§ **Do this**: Copy every line of the records below word for word, leaving nothing out and changing nothing.

§ **Supplied records**:
** start **

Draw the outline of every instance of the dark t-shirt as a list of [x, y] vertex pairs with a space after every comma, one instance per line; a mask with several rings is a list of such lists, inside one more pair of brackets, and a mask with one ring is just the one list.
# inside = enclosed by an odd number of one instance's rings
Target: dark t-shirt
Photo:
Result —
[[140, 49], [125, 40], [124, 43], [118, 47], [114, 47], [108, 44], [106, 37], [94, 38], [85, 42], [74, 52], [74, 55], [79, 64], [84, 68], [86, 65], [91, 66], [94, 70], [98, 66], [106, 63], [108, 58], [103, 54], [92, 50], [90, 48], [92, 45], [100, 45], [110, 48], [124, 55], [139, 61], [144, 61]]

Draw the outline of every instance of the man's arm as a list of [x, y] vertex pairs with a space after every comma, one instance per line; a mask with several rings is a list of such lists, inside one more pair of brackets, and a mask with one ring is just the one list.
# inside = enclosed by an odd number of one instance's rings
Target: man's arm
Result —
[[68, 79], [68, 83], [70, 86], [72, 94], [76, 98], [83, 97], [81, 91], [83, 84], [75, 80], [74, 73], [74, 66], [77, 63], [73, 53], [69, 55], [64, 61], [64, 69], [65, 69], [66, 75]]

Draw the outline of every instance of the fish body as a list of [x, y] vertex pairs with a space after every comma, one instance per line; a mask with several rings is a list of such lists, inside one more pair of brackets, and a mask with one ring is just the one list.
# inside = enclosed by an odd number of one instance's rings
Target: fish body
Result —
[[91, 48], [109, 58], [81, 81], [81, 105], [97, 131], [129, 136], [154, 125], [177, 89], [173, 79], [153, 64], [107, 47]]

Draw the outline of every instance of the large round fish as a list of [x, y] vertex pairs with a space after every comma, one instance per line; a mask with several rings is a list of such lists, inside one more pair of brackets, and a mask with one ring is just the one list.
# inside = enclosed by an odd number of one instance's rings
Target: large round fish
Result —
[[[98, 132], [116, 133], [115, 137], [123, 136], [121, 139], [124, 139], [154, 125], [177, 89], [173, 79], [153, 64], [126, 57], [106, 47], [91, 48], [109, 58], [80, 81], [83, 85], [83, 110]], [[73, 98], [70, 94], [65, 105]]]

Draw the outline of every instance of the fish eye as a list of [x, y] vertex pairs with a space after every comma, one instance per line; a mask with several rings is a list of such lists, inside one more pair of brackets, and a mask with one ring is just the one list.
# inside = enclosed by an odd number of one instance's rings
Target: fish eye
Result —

** end **

§ **Answer below**:
Draw the outline of every instance of the dark t-shirt as a list of [x, y] vertex pairs with a space after every comma, one instance per line; a mask with several rings is a list of such lists, inside one more pair of brackets, and a mask with one ring is just the one list.
# inside = enclosed by an odd number of one instance's rings
Target: dark t-shirt
Photo:
Result —
[[140, 49], [125, 40], [124, 43], [118, 47], [114, 47], [108, 44], [106, 37], [94, 38], [85, 42], [74, 52], [74, 55], [79, 64], [84, 68], [86, 65], [91, 66], [94, 70], [98, 66], [106, 63], [108, 58], [103, 54], [92, 50], [90, 48], [92, 45], [100, 45], [110, 48], [124, 55], [139, 61], [144, 61]]

Draw the outline of every instance of the man's arm as a list of [x, y] vertex pairs with a space after every comma, one instance per line; a mask with several rings is a list of such lists, inside one more pair of brackets, and a mask with one ring is just the one list.
# inside = enclosed by an odd number of one instance's rings
Target: man's arm
Result —
[[68, 79], [68, 83], [70, 86], [72, 94], [76, 98], [83, 97], [81, 91], [83, 84], [75, 80], [74, 73], [74, 66], [77, 63], [73, 53], [69, 55], [64, 61], [64, 69], [65, 69], [66, 75]]

Draw the outline of every instance of the fish body as a list of [x, y] vertex pairs with a space after every comma, one instance per line; a mask with several rings is a list of such lists, inside one more pair of brackets, and a mask with one ring is just the one list.
# inside = enclosed by an odd number of one instance's rings
Target: fish body
Result —
[[91, 48], [109, 58], [81, 81], [81, 105], [97, 131], [129, 136], [154, 125], [177, 89], [173, 79], [153, 64], [107, 47]]

Draw the outline of every instance of the large round fish as a list of [x, y] vertex pairs with a space after every comma, one instance per line; a mask with several rings is a list of such lists, inside one more pair of brackets, and a mask with one ring is just the one list.
# inside = enclosed by an odd number of one instance's rings
Target: large round fish
Result —
[[[98, 132], [116, 133], [115, 137], [123, 136], [121, 139], [124, 139], [154, 125], [177, 89], [173, 79], [153, 64], [126, 57], [106, 47], [91, 48], [109, 58], [80, 81], [83, 85], [83, 110]], [[73, 98], [70, 94], [65, 105]]]

Draw the outline of every instance of the fish eye as a list of [x, y] vertex pairs with a space after every comma, one instance per line; a mask with several rings is a list of such lists, inside one more pair of brackets, and a mask with one ring is just the one list.
# inside = enclosed by an odd number of one instance's rings
Target: fish eye
Result —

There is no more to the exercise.